• DATA ENTRIES
------------------------

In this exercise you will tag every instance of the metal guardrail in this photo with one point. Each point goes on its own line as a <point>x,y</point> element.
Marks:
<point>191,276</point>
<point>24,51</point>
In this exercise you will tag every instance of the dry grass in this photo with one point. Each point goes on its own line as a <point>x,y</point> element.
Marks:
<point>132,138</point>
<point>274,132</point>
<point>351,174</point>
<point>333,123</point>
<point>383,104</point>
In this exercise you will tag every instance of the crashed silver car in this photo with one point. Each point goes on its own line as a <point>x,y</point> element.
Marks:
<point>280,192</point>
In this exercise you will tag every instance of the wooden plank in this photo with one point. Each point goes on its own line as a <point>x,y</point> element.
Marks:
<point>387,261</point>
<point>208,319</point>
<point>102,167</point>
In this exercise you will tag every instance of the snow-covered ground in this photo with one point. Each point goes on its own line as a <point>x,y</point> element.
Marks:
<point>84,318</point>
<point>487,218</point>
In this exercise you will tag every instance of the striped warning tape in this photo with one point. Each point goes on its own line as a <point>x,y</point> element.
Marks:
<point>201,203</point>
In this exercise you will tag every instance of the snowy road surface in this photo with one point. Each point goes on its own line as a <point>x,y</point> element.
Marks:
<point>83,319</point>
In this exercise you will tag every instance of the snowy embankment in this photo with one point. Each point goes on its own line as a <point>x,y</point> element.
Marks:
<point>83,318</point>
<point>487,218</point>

------------------------

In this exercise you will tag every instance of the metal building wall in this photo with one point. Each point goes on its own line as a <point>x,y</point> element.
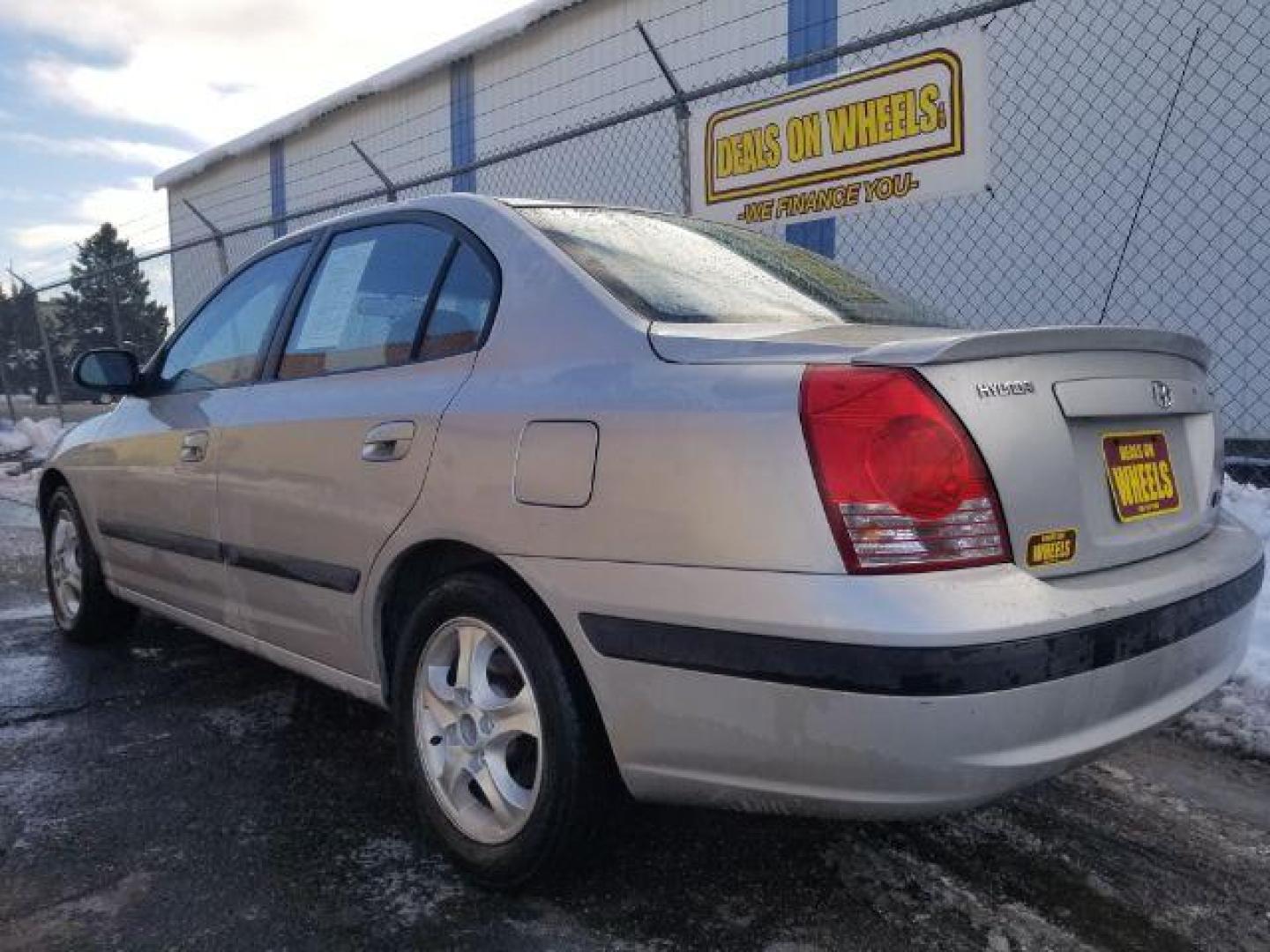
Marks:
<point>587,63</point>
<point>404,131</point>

------------------------

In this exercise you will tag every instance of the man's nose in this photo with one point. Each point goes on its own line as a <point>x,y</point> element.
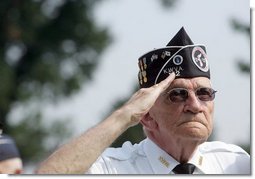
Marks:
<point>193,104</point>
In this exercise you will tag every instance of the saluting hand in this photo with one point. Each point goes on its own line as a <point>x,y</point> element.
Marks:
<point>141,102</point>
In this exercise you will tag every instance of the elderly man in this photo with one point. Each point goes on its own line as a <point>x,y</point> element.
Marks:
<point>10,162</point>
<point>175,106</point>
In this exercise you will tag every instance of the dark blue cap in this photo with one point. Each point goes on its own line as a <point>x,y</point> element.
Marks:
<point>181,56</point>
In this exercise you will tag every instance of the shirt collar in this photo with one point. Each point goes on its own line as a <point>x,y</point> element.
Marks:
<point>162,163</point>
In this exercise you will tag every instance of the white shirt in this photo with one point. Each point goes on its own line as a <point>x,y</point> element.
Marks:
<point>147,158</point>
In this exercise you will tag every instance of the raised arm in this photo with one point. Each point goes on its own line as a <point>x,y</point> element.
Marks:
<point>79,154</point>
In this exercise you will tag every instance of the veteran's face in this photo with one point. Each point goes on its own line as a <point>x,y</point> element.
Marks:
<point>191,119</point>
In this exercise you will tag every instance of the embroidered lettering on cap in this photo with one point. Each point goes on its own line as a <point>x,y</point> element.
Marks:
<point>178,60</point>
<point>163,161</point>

------------------------

• WORK INSTRUCTIONS
Report every line above that contains the word "shirt", copying each such line in full.

• ANSWER BELOW
In this exercise you will tag every instance of the shirt collar in this photo with one point. Each point goes on its own line as a <point>x,y</point> element.
In this exercise you will tag every instance of the white shirt in this photo with one point. Each point goes on its own line as a <point>x,y</point> element.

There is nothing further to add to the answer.